WHAT THIS EXERCISE ASKS:
A. Decide whether each statement below agrees with the post on Balearic DJing. Answer yes or no for each and quote the words of the post that decide it.
(i) The writer first noticed a short attention span while playing in a bar in Camden Market, London.
(ii) The writer moved from House music to Reggae gradually.
(iii) The writer mostly plays in mainstream clubs.
B. In the post on Balearic DJing, take everything from "Monday 17 June" down to "clubs are for.", swap "clubs" for "venues", and write out the result.

(Beginning of SUPPLIED TEXT)

Monday 17 June 2013

Balearic DJing

I love all kinds of dance music in rhythm, style and tempo. The problem is that most clubs, understandably work under something of a beats per minute (bpm) tyranny. In order for people to be able to join the dancing throng there needs to be an element of predictability. Generally this means that a bmp of around 130 which is often maintain throughout the evening as DJ's mix seamlessly from one track to another. The objective of clubs is to get people dancing and keep them on the dance floor. That's what clubs are for. 

Maybe my problem is that I have a short attention span. I first noticed this some years ago playing in a small but rammed bar in Camden Market, London. the dance floor was bouncing when I began to notice that after about 5 house tunes many of the dancers were starting to use the same movements. I thought they might get bored if they carried on much longer (though it might have been me that was getting bored with their repetitive movements) so I decided that I was going to radically change style and tempo. There's no gentle way to move from House music to Reggae so I waited for the break in a track where the beat was less obvious and with a quick zip on the EQ and slid into reggae. There was a moments confusion on the dance floor but then a whoop went up as everyone immediately adapted and started to enjoy the different movements which the music encouraged. From that moment the spirit of Eclectika Sessions was born and I've continued to embrace diversity in my sets. Obviously that rules me out for most mainstream clubs but fortunately I have found my flavour and favour playing private parties, cocktail bars and daytime sun drenched venues.

(End of SUPPLIED TEXT)
(Beginning of SUPPLIED RECORDS)

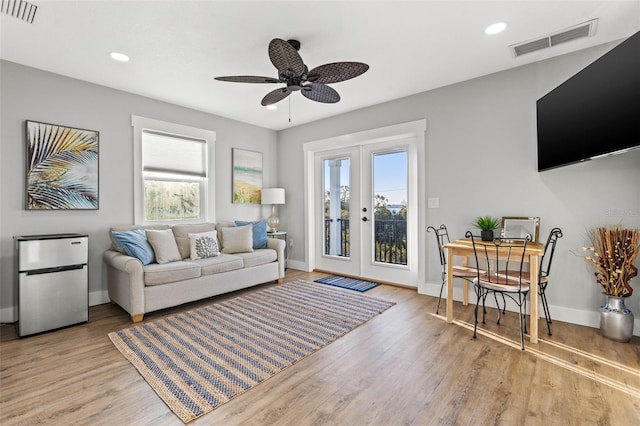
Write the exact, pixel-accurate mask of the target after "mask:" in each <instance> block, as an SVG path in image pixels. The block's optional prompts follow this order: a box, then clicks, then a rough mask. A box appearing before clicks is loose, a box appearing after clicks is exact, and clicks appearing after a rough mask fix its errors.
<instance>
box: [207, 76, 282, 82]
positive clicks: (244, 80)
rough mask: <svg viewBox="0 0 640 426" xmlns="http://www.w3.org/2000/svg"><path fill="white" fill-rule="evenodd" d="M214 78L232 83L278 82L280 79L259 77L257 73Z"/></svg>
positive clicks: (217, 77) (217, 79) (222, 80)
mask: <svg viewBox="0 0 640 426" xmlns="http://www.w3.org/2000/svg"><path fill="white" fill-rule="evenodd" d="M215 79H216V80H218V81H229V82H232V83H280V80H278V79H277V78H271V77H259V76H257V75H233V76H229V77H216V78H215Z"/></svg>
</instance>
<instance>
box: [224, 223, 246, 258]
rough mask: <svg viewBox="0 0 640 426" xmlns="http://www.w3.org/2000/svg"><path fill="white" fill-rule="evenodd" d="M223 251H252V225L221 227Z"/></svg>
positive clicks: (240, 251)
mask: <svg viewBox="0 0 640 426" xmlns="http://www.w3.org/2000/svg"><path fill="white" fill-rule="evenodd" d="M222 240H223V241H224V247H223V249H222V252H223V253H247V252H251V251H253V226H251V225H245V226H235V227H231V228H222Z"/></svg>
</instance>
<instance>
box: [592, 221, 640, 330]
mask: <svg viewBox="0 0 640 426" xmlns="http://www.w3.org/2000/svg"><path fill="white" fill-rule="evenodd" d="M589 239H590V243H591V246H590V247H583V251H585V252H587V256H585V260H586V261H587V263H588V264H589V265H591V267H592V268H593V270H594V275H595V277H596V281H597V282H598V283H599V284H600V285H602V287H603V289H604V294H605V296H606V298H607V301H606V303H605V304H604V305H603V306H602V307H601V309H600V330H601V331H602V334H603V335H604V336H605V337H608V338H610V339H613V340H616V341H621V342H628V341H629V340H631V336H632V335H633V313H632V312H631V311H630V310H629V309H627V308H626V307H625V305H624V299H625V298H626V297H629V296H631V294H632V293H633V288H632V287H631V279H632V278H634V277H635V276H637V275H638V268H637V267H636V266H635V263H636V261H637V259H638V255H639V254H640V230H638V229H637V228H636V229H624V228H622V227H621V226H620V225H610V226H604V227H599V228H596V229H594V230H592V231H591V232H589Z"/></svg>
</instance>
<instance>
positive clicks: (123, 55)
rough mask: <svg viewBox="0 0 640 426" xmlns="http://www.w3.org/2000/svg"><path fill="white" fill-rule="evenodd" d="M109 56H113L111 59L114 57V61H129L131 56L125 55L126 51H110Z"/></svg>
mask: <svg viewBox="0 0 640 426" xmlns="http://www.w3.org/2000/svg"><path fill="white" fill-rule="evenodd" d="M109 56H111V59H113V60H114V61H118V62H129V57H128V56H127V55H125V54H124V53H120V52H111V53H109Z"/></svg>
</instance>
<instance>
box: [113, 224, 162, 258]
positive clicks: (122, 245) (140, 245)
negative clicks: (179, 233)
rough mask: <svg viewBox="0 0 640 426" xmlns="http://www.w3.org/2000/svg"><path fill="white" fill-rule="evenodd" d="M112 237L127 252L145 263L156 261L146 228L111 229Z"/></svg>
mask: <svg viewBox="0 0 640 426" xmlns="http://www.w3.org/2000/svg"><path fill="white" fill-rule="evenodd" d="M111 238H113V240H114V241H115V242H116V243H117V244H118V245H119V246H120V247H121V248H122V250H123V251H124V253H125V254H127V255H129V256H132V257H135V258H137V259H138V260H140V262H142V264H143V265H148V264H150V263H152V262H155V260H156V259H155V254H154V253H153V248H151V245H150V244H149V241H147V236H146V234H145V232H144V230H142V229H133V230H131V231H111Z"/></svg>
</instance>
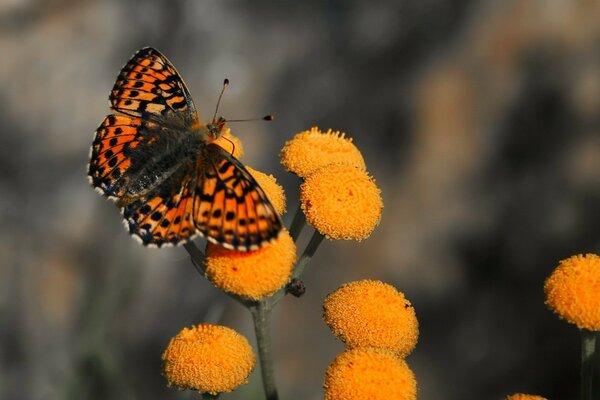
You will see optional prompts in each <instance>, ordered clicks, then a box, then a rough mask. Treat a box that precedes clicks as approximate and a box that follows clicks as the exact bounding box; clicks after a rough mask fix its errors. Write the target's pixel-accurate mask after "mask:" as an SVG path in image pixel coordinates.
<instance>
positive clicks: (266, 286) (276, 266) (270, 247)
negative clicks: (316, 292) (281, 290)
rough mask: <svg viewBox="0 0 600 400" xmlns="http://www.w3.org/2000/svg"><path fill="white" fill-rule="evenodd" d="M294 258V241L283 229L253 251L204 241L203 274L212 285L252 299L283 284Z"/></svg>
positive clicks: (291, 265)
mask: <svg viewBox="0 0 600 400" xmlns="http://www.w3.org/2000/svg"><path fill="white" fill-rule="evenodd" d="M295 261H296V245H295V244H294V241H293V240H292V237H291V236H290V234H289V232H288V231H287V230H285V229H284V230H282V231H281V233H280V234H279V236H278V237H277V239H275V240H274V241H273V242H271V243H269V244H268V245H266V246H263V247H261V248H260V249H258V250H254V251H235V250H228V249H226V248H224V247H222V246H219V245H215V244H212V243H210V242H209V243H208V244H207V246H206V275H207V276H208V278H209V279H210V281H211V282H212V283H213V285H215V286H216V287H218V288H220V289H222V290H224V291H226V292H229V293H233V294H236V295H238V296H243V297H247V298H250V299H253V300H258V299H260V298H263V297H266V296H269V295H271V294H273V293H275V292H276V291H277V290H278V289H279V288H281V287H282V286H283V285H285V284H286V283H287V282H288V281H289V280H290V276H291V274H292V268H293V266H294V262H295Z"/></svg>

(End of SUPPLIED RECORDS)

ANSWERS BY ITEM NUMBER:
A.
(i) Yes: "I first noticed this some years ago playing in a small but rammed bar in Camden Market, London."
(ii) No: "There's no gentle way to move from House music to Reggae"
(iii) No: "Obviously that rules me out for most mainstream clubs"

B.
Monday 17 June 2013

Balearic DJing

I love all kinds of dance music in rhythm, style and tempo. The problem is that most venues, understandably work under something of a beats per minute (bpm) tyranny. In order for people to be able to join the dancing throng there needs to be an element of predictability. Generally this means that a bmp of around 130 which is often maintain throughout the evening as DJ's mix seamlessly from one track to another. The objective of venues is to get people dancing and keep them on the dance floor. That's what venues are for.